- [What you have to do]: Print the data below exactly as it appears.

(Natural-language object grounding data)
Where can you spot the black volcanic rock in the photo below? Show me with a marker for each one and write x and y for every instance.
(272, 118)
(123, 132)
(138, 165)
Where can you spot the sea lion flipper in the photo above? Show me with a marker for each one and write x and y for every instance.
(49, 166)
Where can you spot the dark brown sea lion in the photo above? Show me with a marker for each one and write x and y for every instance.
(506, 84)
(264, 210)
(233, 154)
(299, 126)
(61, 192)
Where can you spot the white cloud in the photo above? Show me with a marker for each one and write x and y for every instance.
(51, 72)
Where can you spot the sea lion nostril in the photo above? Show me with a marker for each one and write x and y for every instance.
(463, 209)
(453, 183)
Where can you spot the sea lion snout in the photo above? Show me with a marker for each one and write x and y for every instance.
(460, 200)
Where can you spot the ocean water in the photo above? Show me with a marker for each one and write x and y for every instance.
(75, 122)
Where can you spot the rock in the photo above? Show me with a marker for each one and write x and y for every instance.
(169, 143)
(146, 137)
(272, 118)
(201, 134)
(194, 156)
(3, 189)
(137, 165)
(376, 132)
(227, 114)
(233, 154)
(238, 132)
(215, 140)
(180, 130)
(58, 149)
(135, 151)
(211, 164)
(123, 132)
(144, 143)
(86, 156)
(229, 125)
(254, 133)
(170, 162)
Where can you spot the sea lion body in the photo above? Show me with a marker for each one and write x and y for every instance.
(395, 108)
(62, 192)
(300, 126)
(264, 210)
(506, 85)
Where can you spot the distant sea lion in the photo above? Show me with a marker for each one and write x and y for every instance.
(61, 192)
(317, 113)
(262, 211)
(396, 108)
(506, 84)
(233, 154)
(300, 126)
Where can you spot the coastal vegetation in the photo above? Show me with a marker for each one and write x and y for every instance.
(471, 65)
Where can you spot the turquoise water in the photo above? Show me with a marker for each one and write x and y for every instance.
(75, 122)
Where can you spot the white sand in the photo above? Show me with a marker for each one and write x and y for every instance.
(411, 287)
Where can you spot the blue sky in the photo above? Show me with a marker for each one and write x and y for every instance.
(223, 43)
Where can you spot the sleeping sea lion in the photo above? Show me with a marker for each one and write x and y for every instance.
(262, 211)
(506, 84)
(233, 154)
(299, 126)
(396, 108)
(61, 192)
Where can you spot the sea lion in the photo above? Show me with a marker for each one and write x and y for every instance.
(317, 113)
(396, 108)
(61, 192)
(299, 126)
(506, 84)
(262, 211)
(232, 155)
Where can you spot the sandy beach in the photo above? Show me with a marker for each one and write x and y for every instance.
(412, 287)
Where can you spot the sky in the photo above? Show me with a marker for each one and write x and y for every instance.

- [Reply to the exercise]:
Where can you spot the black volcanic rock in the photo below? Show me with a marker for each one and write x and y for every instance.
(272, 118)
(123, 132)
(138, 165)
Where can you spot the sea lion flipper in the photo above? Show me with a marker for each one and write x and y for every instance.
(49, 166)
Where can you spot the dark brown sea lion in the photo above? Show me with a marker for each one and write x and y for every instance.
(506, 84)
(264, 210)
(233, 154)
(299, 126)
(61, 192)
Where can you spot the white cloud in the photo above? Show me with a marker for each one and write x and y for every instance.
(51, 72)
Where can you spot the sea lion nostril in the photo above? Show me with a marker for each one and write x and y for every instance.
(463, 209)
(453, 183)
Where can you spot the sea lion snout in the photo above? Show me with a marker for each one and write x and y for every instance.
(460, 200)
Where can you spot the ocean water in the photo above? Show me with a marker for each one and write x and y for every instance.
(75, 122)
Where can you spot the rock in the photo above? Show me with a marker for each one and write x and y for every instance.
(169, 143)
(146, 137)
(272, 118)
(201, 134)
(194, 156)
(3, 189)
(137, 165)
(376, 132)
(227, 114)
(233, 154)
(238, 132)
(215, 140)
(180, 130)
(58, 149)
(135, 151)
(211, 164)
(123, 132)
(144, 143)
(86, 156)
(229, 125)
(254, 133)
(170, 162)
Where can you spot the sea lion body in the photo above? Show me with a marker for each one and write x and y for every instance.
(395, 108)
(62, 192)
(300, 126)
(264, 210)
(506, 85)
Where can you spot the distant sea lion in the photo above? Show me with a marker for each one and write x and y for every instance.
(61, 192)
(317, 113)
(262, 211)
(396, 108)
(506, 84)
(233, 154)
(300, 126)
Where can you spot the coastal vegetation in the photo above? Show me with a marker for each one and write x and y for every instance.
(471, 65)
Where can you spot the turquoise water in the photo above? Show me with a marker for each one and write x and y for every instance.
(75, 122)
Where can you spot the white sand in the photo above? Show me with a marker for each one and write x and y for every instance.
(411, 287)
Where can you spot the blue sky in the photo above? Show me with a marker for each one and write x and y for every instance.
(223, 43)
Where can you spot the sleeping sea lion in the photo above? Show me with a marker for each one and write x and y for every instance.
(262, 211)
(506, 84)
(233, 154)
(299, 126)
(396, 108)
(61, 192)
Where can you spot the sea lion in the photo above? Show me with a marker for each one and write x and y for every instance.
(317, 113)
(396, 108)
(61, 192)
(299, 126)
(506, 84)
(262, 211)
(232, 155)
Where can you spot the sandy beach in the photo above? Show me with a marker for each one and write x and y for every instance.
(412, 287)
Where can you spot the sky in the photo above? Show me with a marker for each one and write x and y for every instance.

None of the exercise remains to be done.